Saved entries
——————
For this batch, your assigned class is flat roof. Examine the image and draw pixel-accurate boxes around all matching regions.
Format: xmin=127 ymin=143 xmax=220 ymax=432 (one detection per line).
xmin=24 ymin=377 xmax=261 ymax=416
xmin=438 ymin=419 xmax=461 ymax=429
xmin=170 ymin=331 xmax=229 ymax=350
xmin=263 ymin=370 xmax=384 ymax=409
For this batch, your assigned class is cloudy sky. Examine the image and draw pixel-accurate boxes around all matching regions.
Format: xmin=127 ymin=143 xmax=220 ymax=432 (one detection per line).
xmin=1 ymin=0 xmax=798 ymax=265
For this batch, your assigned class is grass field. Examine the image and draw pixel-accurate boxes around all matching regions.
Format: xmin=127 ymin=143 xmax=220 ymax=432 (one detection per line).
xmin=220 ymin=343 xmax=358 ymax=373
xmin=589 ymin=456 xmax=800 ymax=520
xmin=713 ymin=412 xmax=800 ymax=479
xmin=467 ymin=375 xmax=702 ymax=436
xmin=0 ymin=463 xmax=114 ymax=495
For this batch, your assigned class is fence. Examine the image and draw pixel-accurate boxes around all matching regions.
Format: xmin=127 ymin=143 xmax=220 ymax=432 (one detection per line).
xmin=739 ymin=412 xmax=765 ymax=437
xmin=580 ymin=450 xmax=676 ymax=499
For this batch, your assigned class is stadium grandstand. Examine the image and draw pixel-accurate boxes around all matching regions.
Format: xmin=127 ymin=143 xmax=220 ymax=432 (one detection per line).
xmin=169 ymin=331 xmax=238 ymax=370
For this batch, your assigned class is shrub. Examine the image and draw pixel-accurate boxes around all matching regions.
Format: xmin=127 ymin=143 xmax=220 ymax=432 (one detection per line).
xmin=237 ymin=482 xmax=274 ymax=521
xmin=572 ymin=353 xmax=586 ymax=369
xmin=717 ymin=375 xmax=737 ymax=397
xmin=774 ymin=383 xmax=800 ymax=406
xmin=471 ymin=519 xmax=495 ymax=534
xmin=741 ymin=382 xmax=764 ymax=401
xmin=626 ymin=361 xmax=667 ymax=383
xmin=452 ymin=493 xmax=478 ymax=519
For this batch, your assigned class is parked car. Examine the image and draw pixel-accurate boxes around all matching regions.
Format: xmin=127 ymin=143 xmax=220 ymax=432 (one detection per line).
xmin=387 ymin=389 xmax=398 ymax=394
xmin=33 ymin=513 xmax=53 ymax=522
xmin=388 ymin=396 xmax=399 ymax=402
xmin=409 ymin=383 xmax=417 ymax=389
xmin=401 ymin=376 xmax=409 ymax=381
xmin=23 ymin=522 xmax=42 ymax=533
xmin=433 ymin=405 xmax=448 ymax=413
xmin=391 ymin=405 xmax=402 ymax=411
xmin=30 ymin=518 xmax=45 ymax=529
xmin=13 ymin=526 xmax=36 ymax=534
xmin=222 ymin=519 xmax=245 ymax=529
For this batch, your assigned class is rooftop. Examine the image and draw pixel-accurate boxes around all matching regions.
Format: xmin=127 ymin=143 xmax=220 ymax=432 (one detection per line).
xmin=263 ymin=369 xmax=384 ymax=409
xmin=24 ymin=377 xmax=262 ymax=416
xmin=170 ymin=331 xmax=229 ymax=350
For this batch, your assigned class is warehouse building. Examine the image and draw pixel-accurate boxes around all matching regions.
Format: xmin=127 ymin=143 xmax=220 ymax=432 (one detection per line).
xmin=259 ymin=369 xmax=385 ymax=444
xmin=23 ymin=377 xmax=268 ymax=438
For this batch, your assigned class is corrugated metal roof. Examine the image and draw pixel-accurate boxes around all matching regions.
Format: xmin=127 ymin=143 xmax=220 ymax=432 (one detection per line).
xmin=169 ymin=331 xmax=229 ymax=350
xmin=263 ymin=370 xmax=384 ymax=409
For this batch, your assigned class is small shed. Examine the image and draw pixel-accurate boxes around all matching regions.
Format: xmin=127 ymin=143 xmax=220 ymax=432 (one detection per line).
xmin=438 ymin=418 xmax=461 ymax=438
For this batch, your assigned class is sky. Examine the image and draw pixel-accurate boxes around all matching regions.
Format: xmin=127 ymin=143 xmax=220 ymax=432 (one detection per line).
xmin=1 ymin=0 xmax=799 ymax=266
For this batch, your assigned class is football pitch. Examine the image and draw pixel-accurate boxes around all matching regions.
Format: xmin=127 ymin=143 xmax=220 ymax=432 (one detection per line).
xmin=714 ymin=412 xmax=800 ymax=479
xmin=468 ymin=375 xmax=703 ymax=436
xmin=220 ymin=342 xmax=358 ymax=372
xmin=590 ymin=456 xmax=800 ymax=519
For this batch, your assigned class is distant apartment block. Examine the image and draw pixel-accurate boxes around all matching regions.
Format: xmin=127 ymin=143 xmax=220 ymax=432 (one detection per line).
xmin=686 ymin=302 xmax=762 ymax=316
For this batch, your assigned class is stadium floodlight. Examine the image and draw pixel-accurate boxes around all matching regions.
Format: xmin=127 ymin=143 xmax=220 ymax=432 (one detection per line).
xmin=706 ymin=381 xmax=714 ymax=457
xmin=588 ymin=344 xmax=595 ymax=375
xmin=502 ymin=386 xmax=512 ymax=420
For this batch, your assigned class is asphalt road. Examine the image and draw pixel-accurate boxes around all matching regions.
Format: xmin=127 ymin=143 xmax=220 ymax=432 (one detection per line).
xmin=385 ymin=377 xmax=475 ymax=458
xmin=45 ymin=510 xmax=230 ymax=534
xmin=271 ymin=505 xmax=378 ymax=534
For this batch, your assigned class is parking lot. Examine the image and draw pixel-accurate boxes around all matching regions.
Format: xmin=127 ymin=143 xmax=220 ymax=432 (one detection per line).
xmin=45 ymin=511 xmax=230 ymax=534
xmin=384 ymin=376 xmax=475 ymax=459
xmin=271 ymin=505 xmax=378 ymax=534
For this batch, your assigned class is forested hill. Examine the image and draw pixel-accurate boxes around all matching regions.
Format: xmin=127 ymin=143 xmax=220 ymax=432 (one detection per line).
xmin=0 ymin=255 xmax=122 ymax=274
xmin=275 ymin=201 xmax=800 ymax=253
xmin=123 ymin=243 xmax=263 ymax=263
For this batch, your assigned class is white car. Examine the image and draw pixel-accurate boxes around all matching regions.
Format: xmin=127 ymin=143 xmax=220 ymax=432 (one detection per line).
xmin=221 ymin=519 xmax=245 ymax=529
——————
== TASK ITEM ==
Only an exact transcription of all the entries will do.

== EXERCISE OUTPUT ==
For this batch, your assigned class is flat roof. Examine the image and draw pixel-accurate boxes around all matching regions.
Format: xmin=127 ymin=143 xmax=220 ymax=432 (one detection per line).
xmin=24 ymin=377 xmax=261 ymax=416
xmin=438 ymin=419 xmax=461 ymax=429
xmin=170 ymin=331 xmax=229 ymax=350
xmin=263 ymin=370 xmax=384 ymax=409
For this batch, your assigned class is cloudy sky. Examine the image and draw pixel-accurate boxes around all matching regions.
Format: xmin=127 ymin=143 xmax=220 ymax=432 (one detection per line).
xmin=1 ymin=0 xmax=798 ymax=265
For this batch, your assigned class is grass field. Examine the image and draw pixel-accurate boxes around all matching regions.
Format: xmin=127 ymin=143 xmax=220 ymax=432 (one detection per line).
xmin=220 ymin=343 xmax=358 ymax=373
xmin=589 ymin=456 xmax=800 ymax=520
xmin=713 ymin=412 xmax=800 ymax=479
xmin=467 ymin=375 xmax=702 ymax=436
xmin=0 ymin=463 xmax=114 ymax=495
For this batch, your assigned class is fence. Examine the image and draw pixel-accurate boxes around all matching regions.
Format: xmin=127 ymin=143 xmax=220 ymax=432 (one detection per line).
xmin=739 ymin=412 xmax=765 ymax=437
xmin=580 ymin=450 xmax=676 ymax=499
For this batch, your assigned class is stadium grandstand. Examine the image and draw pixel-accurate boxes around all matching regions.
Format: xmin=127 ymin=143 xmax=220 ymax=432 (one detection per line).
xmin=169 ymin=331 xmax=238 ymax=370
For this batch, your assigned class is shrub. Examine the image and draw pixel-accurate boxes around all matching regions.
Format: xmin=127 ymin=143 xmax=220 ymax=432 (one detection per line).
xmin=237 ymin=482 xmax=274 ymax=521
xmin=572 ymin=353 xmax=586 ymax=369
xmin=717 ymin=375 xmax=737 ymax=397
xmin=774 ymin=383 xmax=800 ymax=406
xmin=471 ymin=519 xmax=495 ymax=534
xmin=741 ymin=382 xmax=764 ymax=401
xmin=626 ymin=361 xmax=667 ymax=383
xmin=452 ymin=493 xmax=478 ymax=519
For this batch, your assigned class is parked car. Examine the image and draw pixel-accurate boxes around all matching regions.
Format: xmin=127 ymin=143 xmax=220 ymax=432 (one detection per line).
xmin=387 ymin=389 xmax=398 ymax=394
xmin=33 ymin=513 xmax=53 ymax=522
xmin=388 ymin=396 xmax=399 ymax=402
xmin=409 ymin=383 xmax=417 ymax=389
xmin=401 ymin=376 xmax=409 ymax=381
xmin=23 ymin=522 xmax=42 ymax=533
xmin=433 ymin=405 xmax=448 ymax=413
xmin=391 ymin=405 xmax=402 ymax=411
xmin=30 ymin=518 xmax=45 ymax=529
xmin=13 ymin=526 xmax=36 ymax=534
xmin=222 ymin=519 xmax=245 ymax=529
For this batch, your assigned class is rooftop. Examine the image and draw pixel-accurate boxes around all matching regions.
Format: xmin=127 ymin=143 xmax=220 ymax=432 (one detection per line).
xmin=263 ymin=369 xmax=384 ymax=409
xmin=24 ymin=377 xmax=262 ymax=416
xmin=170 ymin=331 xmax=229 ymax=350
For this batch, your assigned class is warehouse building. Examine the image and draw pixel-accurate boxes around all matching regions.
Format: xmin=127 ymin=143 xmax=220 ymax=432 (one detection per line).
xmin=259 ymin=369 xmax=385 ymax=444
xmin=23 ymin=377 xmax=268 ymax=438
For this batch, your assigned class is corrugated metal roof. Examine the image and draw pixel-accurate boxes around all matching regions.
Format: xmin=127 ymin=143 xmax=220 ymax=432 (one detection per line).
xmin=169 ymin=331 xmax=229 ymax=350
xmin=263 ymin=370 xmax=384 ymax=409
For this batch, your assigned class is small shed. Examine the image and draw pixel-accurate boxes around all matching regions.
Format: xmin=127 ymin=143 xmax=220 ymax=432 (one detection per line).
xmin=438 ymin=418 xmax=461 ymax=438
For this batch, your assigned class is sky. Examine the image and draw pixel-accurate boxes around all matching regions.
Format: xmin=127 ymin=143 xmax=220 ymax=432 (one detection per line).
xmin=1 ymin=0 xmax=799 ymax=266
For this batch, your assigned class is football pitch. Examine the image and draw pixel-accurate boxes around all matching regions.
Format: xmin=127 ymin=143 xmax=220 ymax=432 (one detection per line).
xmin=714 ymin=412 xmax=800 ymax=479
xmin=468 ymin=375 xmax=703 ymax=436
xmin=220 ymin=342 xmax=358 ymax=372
xmin=590 ymin=456 xmax=800 ymax=519
For this batch, your assigned class is distant apartment block. Examine the image and draw pixel-accurate boxes around all matching regions.
Format: xmin=127 ymin=143 xmax=220 ymax=432 (one detection per line).
xmin=686 ymin=302 xmax=762 ymax=316
For this batch, your assigned class is stadium floodlight. Examine the image and draw pixel-accurate boxes around all matching regions.
Format: xmin=127 ymin=143 xmax=220 ymax=432 (one detection per line).
xmin=706 ymin=381 xmax=714 ymax=457
xmin=588 ymin=344 xmax=595 ymax=375
xmin=502 ymin=386 xmax=512 ymax=420
For this batch, your assigned class is asphalt road. Examine the image and draw pixel-accurate boxes around all matching regions.
Format: xmin=127 ymin=143 xmax=220 ymax=432 (one detection per line).
xmin=385 ymin=377 xmax=475 ymax=458
xmin=45 ymin=510 xmax=230 ymax=534
xmin=271 ymin=505 xmax=378 ymax=534
For this batch, your assigned class is parking lot. Examine the image and draw pixel-accurate boxes around all matching regions.
Format: xmin=127 ymin=143 xmax=220 ymax=432 (one detection per line).
xmin=45 ymin=511 xmax=230 ymax=534
xmin=384 ymin=376 xmax=475 ymax=459
xmin=271 ymin=505 xmax=378 ymax=534
For this batch, your assigned class is forested hill. Examine the image and draw pixel-accurate boxes around all matching regions.
Format: xmin=127 ymin=143 xmax=220 ymax=432 (one detection per line).
xmin=0 ymin=255 xmax=122 ymax=274
xmin=275 ymin=201 xmax=800 ymax=253
xmin=123 ymin=243 xmax=263 ymax=263
For this batch, your assigned class is white car. Examine the image and draw pixel-accurate boxes around all matching regions.
Format: xmin=127 ymin=143 xmax=220 ymax=432 (one detection per line).
xmin=221 ymin=519 xmax=245 ymax=529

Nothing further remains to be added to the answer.